PROBLEM DETAILS
Give the data again in its entirety, exactly as provided.

EXERCISE MATERIAL
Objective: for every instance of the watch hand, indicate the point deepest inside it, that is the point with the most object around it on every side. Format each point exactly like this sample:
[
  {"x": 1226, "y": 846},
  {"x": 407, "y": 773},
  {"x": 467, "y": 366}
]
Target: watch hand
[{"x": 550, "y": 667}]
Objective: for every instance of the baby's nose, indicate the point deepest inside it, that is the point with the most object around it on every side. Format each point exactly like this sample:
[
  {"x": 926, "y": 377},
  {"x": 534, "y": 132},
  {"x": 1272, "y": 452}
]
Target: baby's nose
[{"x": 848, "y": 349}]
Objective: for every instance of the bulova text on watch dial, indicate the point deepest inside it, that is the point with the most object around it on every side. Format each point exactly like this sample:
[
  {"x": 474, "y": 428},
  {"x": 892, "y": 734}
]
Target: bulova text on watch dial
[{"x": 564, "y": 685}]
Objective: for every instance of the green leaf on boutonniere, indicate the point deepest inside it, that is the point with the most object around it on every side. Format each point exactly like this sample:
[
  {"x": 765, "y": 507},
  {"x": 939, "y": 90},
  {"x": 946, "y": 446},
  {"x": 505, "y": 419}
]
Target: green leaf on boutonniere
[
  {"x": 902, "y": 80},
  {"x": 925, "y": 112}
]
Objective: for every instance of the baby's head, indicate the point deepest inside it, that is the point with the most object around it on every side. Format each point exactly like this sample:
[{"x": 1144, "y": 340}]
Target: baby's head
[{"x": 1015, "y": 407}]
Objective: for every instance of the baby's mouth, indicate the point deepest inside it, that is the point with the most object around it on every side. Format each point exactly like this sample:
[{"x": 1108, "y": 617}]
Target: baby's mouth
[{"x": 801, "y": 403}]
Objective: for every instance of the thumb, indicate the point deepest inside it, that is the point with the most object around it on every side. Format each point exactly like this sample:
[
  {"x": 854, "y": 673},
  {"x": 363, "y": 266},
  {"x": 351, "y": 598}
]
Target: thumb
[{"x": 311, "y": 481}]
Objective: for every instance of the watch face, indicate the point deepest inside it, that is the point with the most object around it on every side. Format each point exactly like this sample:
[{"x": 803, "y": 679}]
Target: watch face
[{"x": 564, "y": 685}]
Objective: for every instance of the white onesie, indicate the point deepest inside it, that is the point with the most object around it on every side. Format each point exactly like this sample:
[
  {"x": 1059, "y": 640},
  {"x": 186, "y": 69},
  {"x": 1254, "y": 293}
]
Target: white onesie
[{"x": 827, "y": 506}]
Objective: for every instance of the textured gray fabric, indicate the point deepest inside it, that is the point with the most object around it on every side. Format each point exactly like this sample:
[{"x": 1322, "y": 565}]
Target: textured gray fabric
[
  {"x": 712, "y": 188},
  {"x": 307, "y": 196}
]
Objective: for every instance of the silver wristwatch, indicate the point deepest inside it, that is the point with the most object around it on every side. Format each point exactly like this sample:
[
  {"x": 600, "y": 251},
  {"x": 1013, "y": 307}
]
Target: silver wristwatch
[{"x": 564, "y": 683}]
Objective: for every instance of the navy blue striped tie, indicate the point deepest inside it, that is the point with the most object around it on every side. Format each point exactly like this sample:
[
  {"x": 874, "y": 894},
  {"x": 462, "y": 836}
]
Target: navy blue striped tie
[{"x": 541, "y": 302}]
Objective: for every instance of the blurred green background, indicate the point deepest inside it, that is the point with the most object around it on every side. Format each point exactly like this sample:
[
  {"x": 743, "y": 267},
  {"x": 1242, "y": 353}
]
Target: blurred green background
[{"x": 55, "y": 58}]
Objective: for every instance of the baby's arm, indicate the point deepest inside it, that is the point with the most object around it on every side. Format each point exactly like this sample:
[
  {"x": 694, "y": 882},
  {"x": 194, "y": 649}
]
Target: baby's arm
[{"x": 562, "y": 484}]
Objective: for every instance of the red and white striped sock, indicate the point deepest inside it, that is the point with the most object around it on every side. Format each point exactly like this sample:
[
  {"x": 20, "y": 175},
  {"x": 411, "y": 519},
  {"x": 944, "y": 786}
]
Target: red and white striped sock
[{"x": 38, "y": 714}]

RESULT BELOW
Objective: for every instance of the watch hand, indicate the point deepest inside it, that is the point with the most object around it on every side. Format each point exactly like this sample:
[
  {"x": 1226, "y": 846},
  {"x": 407, "y": 773},
  {"x": 467, "y": 366}
]
Target: watch hand
[{"x": 550, "y": 667}]
Objective: for every instance of the baby's nose, indicate the point deepest inside it, that is the point with the most object around it on every side. Format each point exactly like this sample:
[
  {"x": 926, "y": 377},
  {"x": 534, "y": 132},
  {"x": 1272, "y": 452}
]
Target: baby's nose
[{"x": 848, "y": 349}]
Objective: for every instance of the bulova text on watch dial, indicate the point deepest inside it, that is the point with the most object around it on every side. Format each point exactly like this sample:
[
  {"x": 474, "y": 428},
  {"x": 892, "y": 734}
]
Target: bulova text on watch dial
[{"x": 564, "y": 685}]
Objective: for every instance of the green leaf on boutonniere, indicate the point deepest inside it, that is the point with the most object around it on every side. Format each point exactly like this sample:
[
  {"x": 765, "y": 507},
  {"x": 939, "y": 90},
  {"x": 946, "y": 446},
  {"x": 505, "y": 419}
]
Target: green leaf on boutonniere
[
  {"x": 902, "y": 80},
  {"x": 925, "y": 112}
]
Objective: for every instance of the baby's head, indicate the point deepest inside it, that is the point with the most object around it on every side. Format each point exactly like this sample:
[{"x": 1144, "y": 340}]
Target: baby's head
[{"x": 1015, "y": 407}]
Objective: for every instance of the baby's mouth, indicate the point deepest inside it, that is the point with the most object around it on every side. Format each point exactly like this sample:
[{"x": 1108, "y": 617}]
Target: baby's mouth
[{"x": 801, "y": 403}]
Objective: for every instance of the thumb, indicate the point deepest inside it, that is the point with the most object around it on every side. Format each point exactly like this sample:
[
  {"x": 854, "y": 673},
  {"x": 363, "y": 266},
  {"x": 351, "y": 598}
]
Target: thumb
[{"x": 311, "y": 481}]
Objective: for every instance of the watch face, indicate the point deepest inside it, that is the point with the most object around it on every side. Format each point exactly like this sample:
[{"x": 803, "y": 679}]
Target: watch face
[{"x": 564, "y": 685}]
Objective: for every instance of the white onesie, indicate the point deepest inside it, that is the point with the most object around it on every side. Format each point exactly like this sample:
[
  {"x": 1059, "y": 640},
  {"x": 186, "y": 69},
  {"x": 1254, "y": 293}
]
Target: white onesie
[{"x": 827, "y": 506}]
Objective: for every instance of the textured gray fabric, indicate the point deepest inside it, that is the point with the most object around it on every side. Format each point exactly like this sample:
[{"x": 1322, "y": 565}]
Target: textured gray fabric
[
  {"x": 712, "y": 188},
  {"x": 307, "y": 196}
]
Objective: for every instance of the silver wristwatch, indicate the point deepest inside it, that is the point with the most object around it on every side. Format each point exactly like this sample:
[
  {"x": 600, "y": 251},
  {"x": 1013, "y": 307}
]
Target: silver wristwatch
[{"x": 564, "y": 683}]
Objective: for every instance of the navy blue striped tie, indicate the point deepest inside it, that is the point with the most object around it on every side. Format each point exactly like this sample:
[
  {"x": 874, "y": 894},
  {"x": 462, "y": 836}
]
Target: navy blue striped tie
[{"x": 541, "y": 302}]
Objective: for every instance of the blurred green background, indicate the point deepest inside it, that is the point with the most object around it on every side. Format each point exactly like this sample:
[
  {"x": 743, "y": 267},
  {"x": 1242, "y": 353}
]
Target: blurred green background
[{"x": 55, "y": 58}]
Objective: for every instance of the baby's arm, indicate the point deepest inside it, that is the point with the most object around it on every side. Format each point exactly like this sample:
[
  {"x": 694, "y": 882},
  {"x": 194, "y": 649}
]
Target: baby's arm
[{"x": 562, "y": 484}]
Objective: for every instance of the red and white striped sock, indicate the point deepest inside it, that is the point with the most object around it on every side. Format each point exactly like this sample:
[
  {"x": 20, "y": 175},
  {"x": 411, "y": 519},
  {"x": 944, "y": 786}
]
Target: red and white striped sock
[{"x": 38, "y": 714}]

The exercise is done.